TASK BRIEF:
The required output is the line containing "Can you see the window?" through the final line of the material below, printed exactly, with no other lines.

══ DATA RECORDS

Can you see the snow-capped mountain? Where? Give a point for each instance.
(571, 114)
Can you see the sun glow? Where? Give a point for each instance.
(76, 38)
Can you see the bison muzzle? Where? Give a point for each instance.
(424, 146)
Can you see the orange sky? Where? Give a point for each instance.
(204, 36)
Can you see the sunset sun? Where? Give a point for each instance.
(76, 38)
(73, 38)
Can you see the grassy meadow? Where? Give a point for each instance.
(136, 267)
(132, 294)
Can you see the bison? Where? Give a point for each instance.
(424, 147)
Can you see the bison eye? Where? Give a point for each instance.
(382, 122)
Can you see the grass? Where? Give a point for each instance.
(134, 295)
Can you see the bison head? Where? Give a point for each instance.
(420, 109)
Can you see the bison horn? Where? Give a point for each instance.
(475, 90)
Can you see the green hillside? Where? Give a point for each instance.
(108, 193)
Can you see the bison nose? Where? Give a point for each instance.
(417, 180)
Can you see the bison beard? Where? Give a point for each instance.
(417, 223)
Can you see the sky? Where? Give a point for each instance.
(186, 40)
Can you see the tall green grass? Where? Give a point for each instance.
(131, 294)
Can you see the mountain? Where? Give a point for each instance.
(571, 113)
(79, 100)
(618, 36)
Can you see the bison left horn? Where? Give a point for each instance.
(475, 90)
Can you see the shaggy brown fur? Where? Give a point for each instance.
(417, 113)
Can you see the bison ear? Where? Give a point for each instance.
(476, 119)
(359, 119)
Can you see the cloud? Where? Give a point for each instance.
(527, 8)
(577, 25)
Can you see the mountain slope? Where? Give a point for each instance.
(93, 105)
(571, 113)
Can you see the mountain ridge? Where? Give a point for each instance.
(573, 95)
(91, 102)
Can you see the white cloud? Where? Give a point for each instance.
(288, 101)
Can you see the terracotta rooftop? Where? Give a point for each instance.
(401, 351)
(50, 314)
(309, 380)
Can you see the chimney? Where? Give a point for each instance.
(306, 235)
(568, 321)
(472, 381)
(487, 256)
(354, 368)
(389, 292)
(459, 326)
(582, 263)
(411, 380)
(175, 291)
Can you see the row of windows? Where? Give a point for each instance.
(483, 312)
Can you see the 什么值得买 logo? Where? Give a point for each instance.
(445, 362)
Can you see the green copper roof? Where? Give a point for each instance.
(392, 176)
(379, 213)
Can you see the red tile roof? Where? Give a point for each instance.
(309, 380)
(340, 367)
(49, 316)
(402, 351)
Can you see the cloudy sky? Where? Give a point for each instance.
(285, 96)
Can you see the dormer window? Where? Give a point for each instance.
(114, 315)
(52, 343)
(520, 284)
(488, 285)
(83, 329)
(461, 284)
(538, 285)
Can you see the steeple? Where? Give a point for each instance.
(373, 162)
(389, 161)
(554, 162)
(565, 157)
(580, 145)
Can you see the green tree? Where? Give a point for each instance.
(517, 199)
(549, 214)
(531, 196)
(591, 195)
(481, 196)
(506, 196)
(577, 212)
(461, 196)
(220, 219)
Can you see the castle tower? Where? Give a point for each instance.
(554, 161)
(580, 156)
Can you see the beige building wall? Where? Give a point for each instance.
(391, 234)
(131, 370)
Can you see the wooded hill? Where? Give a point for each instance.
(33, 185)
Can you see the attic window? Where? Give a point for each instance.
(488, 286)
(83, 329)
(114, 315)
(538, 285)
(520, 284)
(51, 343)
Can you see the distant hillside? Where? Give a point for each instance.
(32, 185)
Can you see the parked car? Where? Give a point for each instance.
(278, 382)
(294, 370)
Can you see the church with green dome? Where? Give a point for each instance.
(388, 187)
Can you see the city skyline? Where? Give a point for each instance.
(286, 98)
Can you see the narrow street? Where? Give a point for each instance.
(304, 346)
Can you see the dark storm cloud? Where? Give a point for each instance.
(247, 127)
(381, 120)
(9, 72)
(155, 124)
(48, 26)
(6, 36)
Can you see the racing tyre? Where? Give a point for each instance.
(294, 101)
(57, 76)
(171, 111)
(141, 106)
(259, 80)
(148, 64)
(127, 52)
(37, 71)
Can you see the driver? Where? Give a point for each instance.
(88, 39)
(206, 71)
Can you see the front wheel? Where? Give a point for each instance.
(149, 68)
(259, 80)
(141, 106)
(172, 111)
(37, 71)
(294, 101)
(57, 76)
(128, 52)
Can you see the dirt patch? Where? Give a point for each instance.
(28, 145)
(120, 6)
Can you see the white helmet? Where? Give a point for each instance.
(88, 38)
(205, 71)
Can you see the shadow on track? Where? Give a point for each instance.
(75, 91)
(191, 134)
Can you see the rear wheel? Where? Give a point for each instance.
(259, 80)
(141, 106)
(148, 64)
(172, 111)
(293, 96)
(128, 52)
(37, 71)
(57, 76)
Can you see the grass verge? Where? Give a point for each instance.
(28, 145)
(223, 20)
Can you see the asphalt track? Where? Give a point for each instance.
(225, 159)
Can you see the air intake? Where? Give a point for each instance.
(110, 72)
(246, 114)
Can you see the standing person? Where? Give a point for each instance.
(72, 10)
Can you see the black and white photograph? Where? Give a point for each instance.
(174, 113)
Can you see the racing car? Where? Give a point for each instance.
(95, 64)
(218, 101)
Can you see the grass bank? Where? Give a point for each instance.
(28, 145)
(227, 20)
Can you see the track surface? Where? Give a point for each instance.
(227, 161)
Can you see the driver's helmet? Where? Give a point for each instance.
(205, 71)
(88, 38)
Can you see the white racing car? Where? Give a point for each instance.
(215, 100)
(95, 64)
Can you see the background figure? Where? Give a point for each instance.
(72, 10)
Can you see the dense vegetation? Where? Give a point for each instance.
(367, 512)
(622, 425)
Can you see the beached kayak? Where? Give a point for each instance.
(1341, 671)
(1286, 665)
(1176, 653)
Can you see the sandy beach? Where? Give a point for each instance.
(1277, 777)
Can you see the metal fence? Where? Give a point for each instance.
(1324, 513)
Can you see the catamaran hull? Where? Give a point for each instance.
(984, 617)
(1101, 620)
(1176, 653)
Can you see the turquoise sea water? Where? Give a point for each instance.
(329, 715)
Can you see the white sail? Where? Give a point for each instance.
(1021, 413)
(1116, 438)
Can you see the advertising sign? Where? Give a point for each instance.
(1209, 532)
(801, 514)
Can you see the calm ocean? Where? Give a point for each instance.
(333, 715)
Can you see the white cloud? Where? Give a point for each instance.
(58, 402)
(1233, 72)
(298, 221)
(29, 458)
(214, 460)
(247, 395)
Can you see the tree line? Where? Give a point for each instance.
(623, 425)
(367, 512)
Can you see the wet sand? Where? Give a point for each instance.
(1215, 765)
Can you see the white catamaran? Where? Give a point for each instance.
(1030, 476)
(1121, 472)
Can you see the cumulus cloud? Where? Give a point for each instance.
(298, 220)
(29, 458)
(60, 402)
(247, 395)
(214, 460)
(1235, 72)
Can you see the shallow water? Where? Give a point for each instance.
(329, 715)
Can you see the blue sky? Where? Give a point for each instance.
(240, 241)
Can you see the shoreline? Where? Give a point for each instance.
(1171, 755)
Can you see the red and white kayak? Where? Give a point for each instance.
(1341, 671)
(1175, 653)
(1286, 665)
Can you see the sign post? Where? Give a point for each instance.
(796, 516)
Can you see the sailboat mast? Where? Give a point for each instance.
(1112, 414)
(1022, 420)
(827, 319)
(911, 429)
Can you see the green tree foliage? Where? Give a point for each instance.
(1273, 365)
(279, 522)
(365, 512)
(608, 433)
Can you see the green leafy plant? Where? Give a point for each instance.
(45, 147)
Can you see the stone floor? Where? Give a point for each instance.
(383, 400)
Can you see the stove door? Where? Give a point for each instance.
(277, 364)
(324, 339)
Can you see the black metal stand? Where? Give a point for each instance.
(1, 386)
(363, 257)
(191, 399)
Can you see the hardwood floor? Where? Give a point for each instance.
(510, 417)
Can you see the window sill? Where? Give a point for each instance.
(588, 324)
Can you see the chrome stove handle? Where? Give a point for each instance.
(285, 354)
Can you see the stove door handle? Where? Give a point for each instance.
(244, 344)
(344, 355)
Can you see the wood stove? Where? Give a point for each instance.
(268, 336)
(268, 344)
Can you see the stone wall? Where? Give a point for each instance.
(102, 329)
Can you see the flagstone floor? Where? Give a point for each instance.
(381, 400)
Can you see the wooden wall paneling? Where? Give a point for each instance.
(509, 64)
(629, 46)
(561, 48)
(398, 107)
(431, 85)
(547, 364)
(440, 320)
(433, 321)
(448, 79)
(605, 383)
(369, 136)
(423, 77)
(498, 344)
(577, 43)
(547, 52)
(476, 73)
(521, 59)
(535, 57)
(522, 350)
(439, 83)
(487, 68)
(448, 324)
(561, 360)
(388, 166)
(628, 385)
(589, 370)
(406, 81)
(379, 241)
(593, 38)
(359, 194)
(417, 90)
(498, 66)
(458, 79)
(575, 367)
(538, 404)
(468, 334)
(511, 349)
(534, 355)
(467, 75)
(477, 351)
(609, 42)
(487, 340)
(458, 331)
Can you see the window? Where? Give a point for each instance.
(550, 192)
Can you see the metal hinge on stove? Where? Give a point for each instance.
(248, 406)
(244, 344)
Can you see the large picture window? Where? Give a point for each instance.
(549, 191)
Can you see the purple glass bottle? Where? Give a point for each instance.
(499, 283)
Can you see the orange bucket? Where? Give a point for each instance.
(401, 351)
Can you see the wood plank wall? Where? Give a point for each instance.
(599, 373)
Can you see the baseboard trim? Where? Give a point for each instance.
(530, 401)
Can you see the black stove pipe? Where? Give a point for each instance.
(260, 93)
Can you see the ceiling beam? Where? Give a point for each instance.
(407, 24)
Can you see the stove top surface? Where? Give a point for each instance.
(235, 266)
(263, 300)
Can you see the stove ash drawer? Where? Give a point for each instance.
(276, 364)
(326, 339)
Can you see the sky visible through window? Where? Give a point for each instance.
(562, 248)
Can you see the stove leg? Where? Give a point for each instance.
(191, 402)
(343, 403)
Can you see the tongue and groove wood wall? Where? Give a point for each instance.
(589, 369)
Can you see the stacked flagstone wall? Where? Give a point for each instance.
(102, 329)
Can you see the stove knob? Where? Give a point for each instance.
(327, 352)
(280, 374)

════

SOLUTION TO THE EXERCISE:
Can you see the window? Where? Give a point for each instance.
(550, 192)
Can you see the metal hinge on stove? Where? Give a point for each instance.
(248, 406)
(244, 344)
Can you see the large picture window? Where? Give a point for each instance.
(549, 191)
Can you see the purple glass bottle? Where? Give a point for each instance.
(499, 283)
Can you see the orange bucket? Where? Give a point for each instance.
(401, 351)
Can you see the wood plank wall? Where? Give a point for each instance.
(599, 373)
Can you see the baseboard trim? Where? Give a point for each instance.
(530, 401)
Can you see the black stove pipe? Where? Give a point for each instance.
(260, 93)
Can you see the ceiling beam? Where? Give a point for each instance.
(407, 24)
Can you see the stove top surface? Where? Give a point for each instance.
(235, 266)
(263, 300)
Can you see the stove ash drawer? Where? Give a point for each instance.
(276, 364)
(326, 339)
Can you see the sky visible through window? Where? Give a point for each instance.
(562, 248)
Can you see the stove leg? Where? Give a point for each instance.
(191, 402)
(343, 403)
Can you see the tongue and groove wood wall? Where? Give a point for each instance.
(589, 369)
Can you see the stacked flagstone wall? Where? Give a point for each instance.
(102, 329)
Can you see the stove knob? Where? Give a point for each instance.
(327, 352)
(280, 374)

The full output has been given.